- _TEXT BLOCK_:
Start of Block
Scientific classification
- Kingdom: Plantae
- Clade: Tracheophytes
- Clade: Angiosperms
- Clade: Eudicots
- Clade: Rosids
- Order: Malpighiales
- Family: Chrysobalanaceae
- Genus: Parinari
- Species: P. campestris
- Binomial name: Parinari campestris Aubl.

= Parinari campestris =

- Genus: Parinari
- Species: campestris
- Authority: Aubl.

Species of plant

Parinari campestris is a species of tree in the plant family Chrysobalanaceae which is native to Trinidad, the Guianas, Venezuela and Brazil. It is reputed to have aphrodisiac properties.

==Description==
The species is a tree which grows up to 25 m tall. Young branches are hairy but they become hairless as the tree ages. The leaves, which are 6–13 cm long and 3–6.5 cm wide, are smooth and shiny on their upper surfaces. The lower surface of the leaves is hairy with prominently raised veins. The stipules are broad at the base but narrowing to a point; they are about 3 cm long. The flowers are hermaphroditic with five white petals, seven stamens and seven or eight staminodes. The fruit is a fleshy drupe, 4–6 cm long and 2–3 cm wide.
End of Block
- _ACTIONS TO TAKE_:
- 1) Rewrite the Parinari campestris text from "Species of plant" up to and including "have aphrodisiac properties.", switching "Venezuela" to "Colombia".
- 2) List every place where the Parinari campestris text says the species is native.
- 3) Write the next part of the Parinari campestris text, starting after its last sentence.
The rows that come after this text are separate material and are not connected to it.

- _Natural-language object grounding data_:
Start of Block
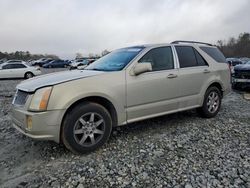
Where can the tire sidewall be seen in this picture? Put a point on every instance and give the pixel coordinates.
(73, 116)
(205, 111)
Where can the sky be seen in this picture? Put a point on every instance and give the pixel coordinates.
(67, 27)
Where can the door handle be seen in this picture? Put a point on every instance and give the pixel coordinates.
(172, 76)
(206, 71)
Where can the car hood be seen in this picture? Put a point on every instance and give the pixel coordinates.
(242, 67)
(35, 83)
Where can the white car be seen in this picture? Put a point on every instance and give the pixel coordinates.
(18, 70)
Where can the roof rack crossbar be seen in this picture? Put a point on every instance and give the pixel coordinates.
(193, 42)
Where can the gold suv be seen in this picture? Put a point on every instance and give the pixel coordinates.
(80, 107)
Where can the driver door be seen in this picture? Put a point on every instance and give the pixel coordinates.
(154, 93)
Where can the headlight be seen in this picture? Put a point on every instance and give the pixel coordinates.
(40, 99)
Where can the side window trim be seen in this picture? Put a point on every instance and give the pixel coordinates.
(207, 65)
(193, 67)
(173, 56)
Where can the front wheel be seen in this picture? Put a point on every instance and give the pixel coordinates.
(86, 128)
(211, 104)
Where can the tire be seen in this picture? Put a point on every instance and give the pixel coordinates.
(28, 75)
(86, 127)
(211, 104)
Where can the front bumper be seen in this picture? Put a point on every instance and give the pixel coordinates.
(43, 125)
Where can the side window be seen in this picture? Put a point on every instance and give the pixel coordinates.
(200, 60)
(186, 56)
(19, 66)
(215, 53)
(160, 58)
(10, 66)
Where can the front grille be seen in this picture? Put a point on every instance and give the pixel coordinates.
(20, 98)
(245, 74)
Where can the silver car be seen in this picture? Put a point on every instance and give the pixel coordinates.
(79, 108)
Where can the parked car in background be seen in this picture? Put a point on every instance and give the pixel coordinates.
(56, 64)
(3, 60)
(244, 59)
(42, 62)
(232, 62)
(79, 108)
(81, 64)
(241, 76)
(18, 70)
(15, 61)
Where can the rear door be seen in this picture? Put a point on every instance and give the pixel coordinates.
(194, 72)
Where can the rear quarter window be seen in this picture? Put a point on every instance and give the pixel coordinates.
(214, 53)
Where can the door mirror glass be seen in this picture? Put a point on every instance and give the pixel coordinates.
(141, 68)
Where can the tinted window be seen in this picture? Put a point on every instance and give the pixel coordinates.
(186, 56)
(116, 60)
(200, 60)
(215, 53)
(18, 66)
(10, 66)
(160, 58)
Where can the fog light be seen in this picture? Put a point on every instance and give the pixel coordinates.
(29, 122)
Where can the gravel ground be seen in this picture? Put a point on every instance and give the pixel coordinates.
(178, 150)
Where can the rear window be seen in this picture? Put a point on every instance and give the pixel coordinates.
(215, 53)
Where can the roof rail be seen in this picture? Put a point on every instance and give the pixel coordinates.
(193, 42)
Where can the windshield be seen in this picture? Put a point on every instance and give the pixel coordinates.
(116, 60)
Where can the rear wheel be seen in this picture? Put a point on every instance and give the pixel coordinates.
(28, 75)
(86, 128)
(211, 104)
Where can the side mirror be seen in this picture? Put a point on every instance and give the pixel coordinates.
(141, 68)
(81, 67)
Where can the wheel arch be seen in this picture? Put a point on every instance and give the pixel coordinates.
(95, 99)
(218, 85)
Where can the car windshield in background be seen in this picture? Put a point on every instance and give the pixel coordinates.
(116, 60)
(215, 53)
End of Block
- _SOLVED TASKS_:
- 1)
Species of plant

Parinari campestris is a species of tree in the plant family Chrysobalanaceae which is native to Trinidad, the Guianas, Colombia and Brazil. It is reputed to have aphrodisiac properties.

- 2) Trinidad, the Guianas, Venezuela, Brazil

- 3)
==Taxonomy==
The species was described by Jean Baptiste Christophore Fusée Aublet is 1775, together with P. montana. In his 1972 monograph, Ghillean Prance designated P. campestris as the type species of the genus due to the fact that Aublet's illustration of P. montana contains errors and includes parts of plants belonging to two different species of Parinari. In 1789 Antoine Laurent de Jussieu latinised Aublet's name for the genus to Parinarium; although incorrect by current rules of taxonomy, Jussieu's version of the name was widely used over the next two centuries.

==Distribution==
Parinari campestris grows in open forests, nears the edges of savannas, and along river banks. It ranges from Trinidad in the north, through parts of Venezuela, Guyana, Suriname and French Guiana into northern Brazil.

==Uses==
Parinari campestris is one of several species including Richeria grandis and Roupala montana which known by the common name bois bandé. These species are reputed to have aphrodisiac properties. The species is also used ritually in winti, an Afro-Surinamese religion.

Extracts from P. campestris leaves have been shown to inhibit the interaction between Vascular endothelial growth factor A and Vascular endothelial growth factor receptor 1.